**EXERCISE BRIEF**.
If a line in the records below contains the word "shelf", return that line.

**EXCERPTED DATA**.
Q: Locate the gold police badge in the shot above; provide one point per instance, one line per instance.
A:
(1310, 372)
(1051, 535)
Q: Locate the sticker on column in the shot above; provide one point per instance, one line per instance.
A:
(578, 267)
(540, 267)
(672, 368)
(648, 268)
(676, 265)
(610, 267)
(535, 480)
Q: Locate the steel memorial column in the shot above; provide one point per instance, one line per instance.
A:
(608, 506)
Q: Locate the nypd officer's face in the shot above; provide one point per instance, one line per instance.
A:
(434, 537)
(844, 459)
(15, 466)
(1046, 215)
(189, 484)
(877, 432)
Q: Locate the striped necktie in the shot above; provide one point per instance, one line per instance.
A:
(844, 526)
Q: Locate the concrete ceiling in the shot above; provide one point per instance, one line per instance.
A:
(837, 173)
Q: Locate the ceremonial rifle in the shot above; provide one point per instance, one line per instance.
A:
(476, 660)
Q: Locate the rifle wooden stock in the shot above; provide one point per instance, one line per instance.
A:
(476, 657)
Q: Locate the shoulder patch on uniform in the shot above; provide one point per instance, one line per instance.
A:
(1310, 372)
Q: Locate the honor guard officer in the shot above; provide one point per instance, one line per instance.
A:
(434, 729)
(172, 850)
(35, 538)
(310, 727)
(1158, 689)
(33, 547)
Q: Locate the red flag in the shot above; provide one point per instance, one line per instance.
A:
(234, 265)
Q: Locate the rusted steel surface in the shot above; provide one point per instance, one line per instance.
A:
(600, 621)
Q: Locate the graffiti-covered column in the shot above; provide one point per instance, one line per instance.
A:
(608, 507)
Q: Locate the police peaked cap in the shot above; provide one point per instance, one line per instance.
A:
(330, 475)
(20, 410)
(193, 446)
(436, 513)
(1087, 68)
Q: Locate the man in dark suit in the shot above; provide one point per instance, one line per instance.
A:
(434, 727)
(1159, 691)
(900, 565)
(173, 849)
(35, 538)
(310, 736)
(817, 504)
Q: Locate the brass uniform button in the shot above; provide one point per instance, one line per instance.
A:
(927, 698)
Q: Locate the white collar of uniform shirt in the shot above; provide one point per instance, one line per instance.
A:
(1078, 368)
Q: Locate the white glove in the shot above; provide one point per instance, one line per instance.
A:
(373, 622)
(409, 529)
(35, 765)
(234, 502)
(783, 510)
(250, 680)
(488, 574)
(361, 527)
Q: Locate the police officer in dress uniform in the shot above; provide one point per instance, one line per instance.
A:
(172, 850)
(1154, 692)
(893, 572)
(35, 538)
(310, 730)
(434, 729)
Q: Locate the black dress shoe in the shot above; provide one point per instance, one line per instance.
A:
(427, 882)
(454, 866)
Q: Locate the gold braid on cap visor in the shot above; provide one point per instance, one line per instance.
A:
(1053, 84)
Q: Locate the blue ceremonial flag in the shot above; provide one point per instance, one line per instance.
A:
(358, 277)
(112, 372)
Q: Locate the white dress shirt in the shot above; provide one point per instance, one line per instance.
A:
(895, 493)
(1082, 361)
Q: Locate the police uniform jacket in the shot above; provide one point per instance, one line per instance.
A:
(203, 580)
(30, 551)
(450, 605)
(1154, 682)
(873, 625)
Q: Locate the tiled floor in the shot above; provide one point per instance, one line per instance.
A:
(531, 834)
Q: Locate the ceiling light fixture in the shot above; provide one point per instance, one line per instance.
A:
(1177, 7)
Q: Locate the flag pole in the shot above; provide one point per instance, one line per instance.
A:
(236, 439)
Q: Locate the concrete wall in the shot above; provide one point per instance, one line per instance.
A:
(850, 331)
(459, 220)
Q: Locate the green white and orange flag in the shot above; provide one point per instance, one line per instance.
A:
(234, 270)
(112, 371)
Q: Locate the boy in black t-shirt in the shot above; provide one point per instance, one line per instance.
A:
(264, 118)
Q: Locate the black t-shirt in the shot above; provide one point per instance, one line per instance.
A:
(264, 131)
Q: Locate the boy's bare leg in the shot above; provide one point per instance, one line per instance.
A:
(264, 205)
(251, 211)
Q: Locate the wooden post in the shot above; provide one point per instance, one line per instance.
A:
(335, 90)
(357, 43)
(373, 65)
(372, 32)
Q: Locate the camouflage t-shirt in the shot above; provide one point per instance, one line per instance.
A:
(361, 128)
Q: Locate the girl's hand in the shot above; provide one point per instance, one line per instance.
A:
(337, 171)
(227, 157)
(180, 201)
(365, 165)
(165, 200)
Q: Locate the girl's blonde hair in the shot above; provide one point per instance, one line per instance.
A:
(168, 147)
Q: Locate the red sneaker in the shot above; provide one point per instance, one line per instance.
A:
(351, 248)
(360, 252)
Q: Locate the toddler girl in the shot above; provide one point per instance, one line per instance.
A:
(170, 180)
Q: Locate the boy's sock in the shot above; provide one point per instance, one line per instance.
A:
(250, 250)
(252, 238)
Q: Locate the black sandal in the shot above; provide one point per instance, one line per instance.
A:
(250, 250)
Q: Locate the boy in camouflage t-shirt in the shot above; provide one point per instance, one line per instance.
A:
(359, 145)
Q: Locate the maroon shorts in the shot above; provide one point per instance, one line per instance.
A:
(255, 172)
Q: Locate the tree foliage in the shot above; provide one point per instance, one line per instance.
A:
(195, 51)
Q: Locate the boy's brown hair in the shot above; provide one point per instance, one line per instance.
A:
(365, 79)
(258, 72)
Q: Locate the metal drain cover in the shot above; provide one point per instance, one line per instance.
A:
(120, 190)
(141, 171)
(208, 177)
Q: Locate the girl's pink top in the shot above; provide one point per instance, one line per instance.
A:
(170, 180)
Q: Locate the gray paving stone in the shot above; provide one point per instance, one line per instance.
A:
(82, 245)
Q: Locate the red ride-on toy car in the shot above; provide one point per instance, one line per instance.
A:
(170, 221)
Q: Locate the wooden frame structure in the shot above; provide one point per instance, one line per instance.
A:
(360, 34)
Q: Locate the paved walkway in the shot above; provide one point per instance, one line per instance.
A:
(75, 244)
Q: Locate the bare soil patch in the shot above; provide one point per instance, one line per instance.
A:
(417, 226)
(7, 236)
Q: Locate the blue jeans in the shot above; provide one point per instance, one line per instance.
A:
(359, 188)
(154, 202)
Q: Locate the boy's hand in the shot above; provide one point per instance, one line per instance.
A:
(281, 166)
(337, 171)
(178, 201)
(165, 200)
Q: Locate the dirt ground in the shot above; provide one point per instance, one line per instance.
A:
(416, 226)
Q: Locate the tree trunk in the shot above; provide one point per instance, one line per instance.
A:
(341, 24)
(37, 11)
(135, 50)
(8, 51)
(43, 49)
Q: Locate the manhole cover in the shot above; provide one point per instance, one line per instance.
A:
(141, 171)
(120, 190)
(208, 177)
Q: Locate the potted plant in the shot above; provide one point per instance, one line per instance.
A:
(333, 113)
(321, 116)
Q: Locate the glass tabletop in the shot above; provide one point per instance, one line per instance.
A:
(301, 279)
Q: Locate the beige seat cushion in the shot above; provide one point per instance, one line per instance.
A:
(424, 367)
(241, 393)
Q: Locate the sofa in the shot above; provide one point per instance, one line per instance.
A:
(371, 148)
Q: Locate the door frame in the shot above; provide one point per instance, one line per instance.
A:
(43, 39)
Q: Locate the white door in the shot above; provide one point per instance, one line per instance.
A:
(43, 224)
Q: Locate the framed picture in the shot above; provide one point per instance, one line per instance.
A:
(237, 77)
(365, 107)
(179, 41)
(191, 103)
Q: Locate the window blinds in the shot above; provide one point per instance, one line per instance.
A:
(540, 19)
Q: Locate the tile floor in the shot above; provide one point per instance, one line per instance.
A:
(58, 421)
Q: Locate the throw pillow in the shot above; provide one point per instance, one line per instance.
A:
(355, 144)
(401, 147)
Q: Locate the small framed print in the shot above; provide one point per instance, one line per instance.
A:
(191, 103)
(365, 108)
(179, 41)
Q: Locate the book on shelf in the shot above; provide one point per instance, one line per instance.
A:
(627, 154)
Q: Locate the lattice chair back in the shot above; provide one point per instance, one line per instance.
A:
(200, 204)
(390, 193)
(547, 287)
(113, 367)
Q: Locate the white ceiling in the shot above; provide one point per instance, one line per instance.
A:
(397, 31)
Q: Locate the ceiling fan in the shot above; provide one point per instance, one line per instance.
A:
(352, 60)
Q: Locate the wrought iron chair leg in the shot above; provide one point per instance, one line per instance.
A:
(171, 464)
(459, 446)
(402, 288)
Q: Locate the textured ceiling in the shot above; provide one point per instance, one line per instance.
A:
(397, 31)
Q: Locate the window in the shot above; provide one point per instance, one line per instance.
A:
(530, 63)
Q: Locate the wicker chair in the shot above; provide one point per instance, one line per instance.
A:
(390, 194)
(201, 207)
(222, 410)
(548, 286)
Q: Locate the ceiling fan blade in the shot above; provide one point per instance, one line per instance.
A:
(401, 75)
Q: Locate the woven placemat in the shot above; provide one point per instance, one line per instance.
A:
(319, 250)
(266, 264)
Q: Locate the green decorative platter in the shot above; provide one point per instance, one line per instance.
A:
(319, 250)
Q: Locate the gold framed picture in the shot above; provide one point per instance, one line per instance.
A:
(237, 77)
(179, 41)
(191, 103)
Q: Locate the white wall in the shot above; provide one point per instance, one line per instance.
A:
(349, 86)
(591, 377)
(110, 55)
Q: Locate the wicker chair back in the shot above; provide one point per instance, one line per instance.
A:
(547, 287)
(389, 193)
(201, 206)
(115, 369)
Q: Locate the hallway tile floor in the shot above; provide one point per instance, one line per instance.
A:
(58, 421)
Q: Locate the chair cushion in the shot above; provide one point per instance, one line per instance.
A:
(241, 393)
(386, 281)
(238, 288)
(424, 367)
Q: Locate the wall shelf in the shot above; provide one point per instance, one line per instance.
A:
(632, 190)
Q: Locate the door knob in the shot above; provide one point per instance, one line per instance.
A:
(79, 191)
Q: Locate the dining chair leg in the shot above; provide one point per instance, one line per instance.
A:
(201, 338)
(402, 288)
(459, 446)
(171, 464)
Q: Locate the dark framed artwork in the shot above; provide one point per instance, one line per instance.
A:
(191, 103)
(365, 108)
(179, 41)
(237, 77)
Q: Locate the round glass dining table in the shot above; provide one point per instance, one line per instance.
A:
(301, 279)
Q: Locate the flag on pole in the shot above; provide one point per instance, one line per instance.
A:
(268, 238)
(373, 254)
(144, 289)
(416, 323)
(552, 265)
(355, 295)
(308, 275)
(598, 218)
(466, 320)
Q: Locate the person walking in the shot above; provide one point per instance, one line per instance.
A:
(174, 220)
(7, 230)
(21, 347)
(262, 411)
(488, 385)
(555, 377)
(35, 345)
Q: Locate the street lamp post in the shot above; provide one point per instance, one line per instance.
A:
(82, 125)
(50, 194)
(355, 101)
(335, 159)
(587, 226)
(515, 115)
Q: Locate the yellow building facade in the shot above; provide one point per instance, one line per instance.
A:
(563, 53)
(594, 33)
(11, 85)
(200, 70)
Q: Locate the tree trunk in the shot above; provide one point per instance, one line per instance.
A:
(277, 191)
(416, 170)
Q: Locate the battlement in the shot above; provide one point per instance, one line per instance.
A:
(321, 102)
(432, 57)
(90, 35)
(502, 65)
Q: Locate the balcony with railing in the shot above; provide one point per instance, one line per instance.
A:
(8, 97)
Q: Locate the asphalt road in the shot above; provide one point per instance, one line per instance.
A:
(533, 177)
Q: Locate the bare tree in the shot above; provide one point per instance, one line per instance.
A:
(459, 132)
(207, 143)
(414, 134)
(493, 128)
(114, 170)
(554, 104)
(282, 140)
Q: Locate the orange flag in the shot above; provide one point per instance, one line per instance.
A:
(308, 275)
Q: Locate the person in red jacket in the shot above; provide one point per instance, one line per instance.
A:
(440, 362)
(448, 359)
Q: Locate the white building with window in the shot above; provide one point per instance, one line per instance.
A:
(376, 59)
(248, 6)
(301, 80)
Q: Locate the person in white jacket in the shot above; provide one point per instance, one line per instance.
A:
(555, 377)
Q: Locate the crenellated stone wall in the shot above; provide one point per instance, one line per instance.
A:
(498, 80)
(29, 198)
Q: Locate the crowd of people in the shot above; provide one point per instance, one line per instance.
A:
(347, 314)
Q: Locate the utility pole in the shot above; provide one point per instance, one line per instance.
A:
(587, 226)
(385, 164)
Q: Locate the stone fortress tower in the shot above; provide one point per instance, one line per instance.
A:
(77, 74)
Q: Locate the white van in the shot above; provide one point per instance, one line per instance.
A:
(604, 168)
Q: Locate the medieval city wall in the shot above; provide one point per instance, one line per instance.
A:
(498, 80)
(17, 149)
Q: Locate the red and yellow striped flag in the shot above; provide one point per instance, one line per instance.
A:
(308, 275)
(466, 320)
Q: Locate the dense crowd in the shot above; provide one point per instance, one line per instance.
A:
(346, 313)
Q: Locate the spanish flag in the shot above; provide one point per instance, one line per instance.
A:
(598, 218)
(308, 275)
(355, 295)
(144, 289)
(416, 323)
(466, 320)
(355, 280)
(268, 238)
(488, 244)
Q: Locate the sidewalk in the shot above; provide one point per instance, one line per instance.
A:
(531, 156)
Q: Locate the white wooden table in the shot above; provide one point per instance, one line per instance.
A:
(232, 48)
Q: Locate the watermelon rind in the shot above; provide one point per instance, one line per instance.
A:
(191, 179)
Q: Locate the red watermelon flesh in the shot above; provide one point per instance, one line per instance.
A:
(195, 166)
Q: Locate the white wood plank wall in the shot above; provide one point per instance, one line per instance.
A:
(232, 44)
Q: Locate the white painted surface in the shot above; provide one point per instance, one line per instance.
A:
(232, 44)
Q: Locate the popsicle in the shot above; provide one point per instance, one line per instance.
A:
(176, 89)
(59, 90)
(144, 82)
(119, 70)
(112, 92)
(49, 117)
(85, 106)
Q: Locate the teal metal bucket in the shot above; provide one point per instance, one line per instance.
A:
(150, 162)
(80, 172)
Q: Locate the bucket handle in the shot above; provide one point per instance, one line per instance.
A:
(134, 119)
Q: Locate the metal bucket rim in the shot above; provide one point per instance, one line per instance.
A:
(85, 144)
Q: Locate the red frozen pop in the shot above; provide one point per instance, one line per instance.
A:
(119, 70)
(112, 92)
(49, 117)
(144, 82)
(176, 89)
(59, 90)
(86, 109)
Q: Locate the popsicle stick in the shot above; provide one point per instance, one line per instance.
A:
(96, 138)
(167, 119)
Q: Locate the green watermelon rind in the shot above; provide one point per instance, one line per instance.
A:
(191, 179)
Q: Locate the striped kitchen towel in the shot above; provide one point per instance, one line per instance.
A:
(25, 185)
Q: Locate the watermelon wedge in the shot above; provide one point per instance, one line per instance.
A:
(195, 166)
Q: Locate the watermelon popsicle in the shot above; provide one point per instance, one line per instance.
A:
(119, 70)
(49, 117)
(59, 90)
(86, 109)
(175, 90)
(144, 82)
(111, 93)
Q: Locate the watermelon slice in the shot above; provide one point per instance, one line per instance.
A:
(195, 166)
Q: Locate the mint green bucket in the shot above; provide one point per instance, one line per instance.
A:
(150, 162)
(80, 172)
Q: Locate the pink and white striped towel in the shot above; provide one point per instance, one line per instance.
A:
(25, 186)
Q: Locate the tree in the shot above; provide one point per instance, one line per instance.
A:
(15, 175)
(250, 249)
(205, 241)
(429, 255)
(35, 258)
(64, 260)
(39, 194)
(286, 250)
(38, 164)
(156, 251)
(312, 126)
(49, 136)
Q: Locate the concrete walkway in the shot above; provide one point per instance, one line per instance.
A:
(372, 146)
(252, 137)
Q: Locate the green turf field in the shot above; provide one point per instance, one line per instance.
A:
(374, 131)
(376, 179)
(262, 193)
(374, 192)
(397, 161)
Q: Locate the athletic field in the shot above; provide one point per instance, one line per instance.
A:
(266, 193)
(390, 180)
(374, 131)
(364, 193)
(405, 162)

**RESULT BELOW**.
Q: Locate the book on shelf in the shot above; provide one point per instance, one line per instance.
Q: Locate the wall shelf in the shot above; provide one point per instance, one line per instance.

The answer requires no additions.